§ **WORK TO COMPLETE**
Rewrite the records below as a JSON list of strings, one string for each line, and leave out blank lines.

§ **DATA TO PROCESS**
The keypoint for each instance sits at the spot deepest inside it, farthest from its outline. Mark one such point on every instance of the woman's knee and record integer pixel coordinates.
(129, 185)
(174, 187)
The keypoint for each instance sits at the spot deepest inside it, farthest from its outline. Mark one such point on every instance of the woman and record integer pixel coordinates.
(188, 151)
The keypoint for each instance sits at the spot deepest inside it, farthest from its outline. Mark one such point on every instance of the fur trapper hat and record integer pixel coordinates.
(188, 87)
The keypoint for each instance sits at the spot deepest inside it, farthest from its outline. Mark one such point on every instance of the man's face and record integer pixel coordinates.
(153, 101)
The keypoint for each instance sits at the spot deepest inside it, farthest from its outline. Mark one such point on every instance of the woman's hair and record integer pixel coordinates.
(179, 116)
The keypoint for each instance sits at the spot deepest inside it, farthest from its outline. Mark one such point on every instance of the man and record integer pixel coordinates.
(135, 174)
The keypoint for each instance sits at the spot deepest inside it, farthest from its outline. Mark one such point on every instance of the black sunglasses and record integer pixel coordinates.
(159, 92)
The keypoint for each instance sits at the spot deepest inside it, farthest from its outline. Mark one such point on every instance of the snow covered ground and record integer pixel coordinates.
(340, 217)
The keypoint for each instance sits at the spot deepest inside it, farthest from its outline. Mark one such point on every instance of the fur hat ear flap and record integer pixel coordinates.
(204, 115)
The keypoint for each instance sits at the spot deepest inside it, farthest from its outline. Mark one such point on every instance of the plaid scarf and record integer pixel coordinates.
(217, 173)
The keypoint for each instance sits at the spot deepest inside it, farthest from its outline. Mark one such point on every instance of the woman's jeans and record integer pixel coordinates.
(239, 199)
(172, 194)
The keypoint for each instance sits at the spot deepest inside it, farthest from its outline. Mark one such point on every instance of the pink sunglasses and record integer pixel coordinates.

§ **RESULT OF THIS TASK**
[
  "The keypoint for each instance sits at the spot deepest inside it, farthest from its outline. Mark one such point on every instance of the woman's knee and record integer pixel coordinates.",
  "(129, 185)",
  "(174, 187)",
  "The keypoint for each instance sits at the spot deepest inside it, farthest from its outline. Mark one such point on every instance of the woman and record integer pixel coordinates.",
  "(188, 151)",
  "The keypoint for each instance sits at the spot deepest inside it, farthest from its outline. Mark one such point on every instance of the fur trapper hat and record integer pixel coordinates.",
  "(188, 87)",
  "The keypoint for each instance sits at the spot deepest inside it, farthest from its outline. Mark one such point on every instance of the man's face and record integer pixel coordinates.",
  "(153, 101)",
  "The keypoint for each instance sits at the spot deepest inside it, farthest from its outline. Mark one such point on every instance of the woman's hair and record integer pixel coordinates.",
  "(179, 116)",
  "The keypoint for each instance sits at the spot deepest inside it, farthest from its outline. Mark one such point on every instance of the man and record integer pixel coordinates.",
  "(135, 174)",
  "The keypoint for each instance sits at the spot deepest inside it, farthest from its outline. Mark one such point on every instance of the black sunglasses and record integer pixel coordinates.",
  "(159, 92)",
  "The keypoint for each instance sits at the spot deepest inside it, farthest from its outline. Mark one such point on every instance of the snow covered ground and record integer pixel coordinates.",
  "(340, 217)",
  "The keypoint for each instance sits at the spot deepest inside it, farthest from its outline. Mark one such point on every instance of the fur hat ear flap and record integer pixel coordinates.",
  "(204, 115)",
  "The keypoint for each instance sits at the spot deepest inside it, farthest from its outline. Mark one such point on every instance of the plaid scarf and record integer pixel coordinates.",
  "(217, 173)",
  "The keypoint for each instance sits at the spot deepest inside it, farthest from its outline. Mark one such point on every instance of the woman's jeans and record integer pixel coordinates.",
  "(239, 199)",
  "(172, 194)",
  "The keypoint for each instance sits at the spot deepest inside it, farthest from its outline. Mark one such point on every instance of the pink sunglasses and record integer pixel coordinates."
]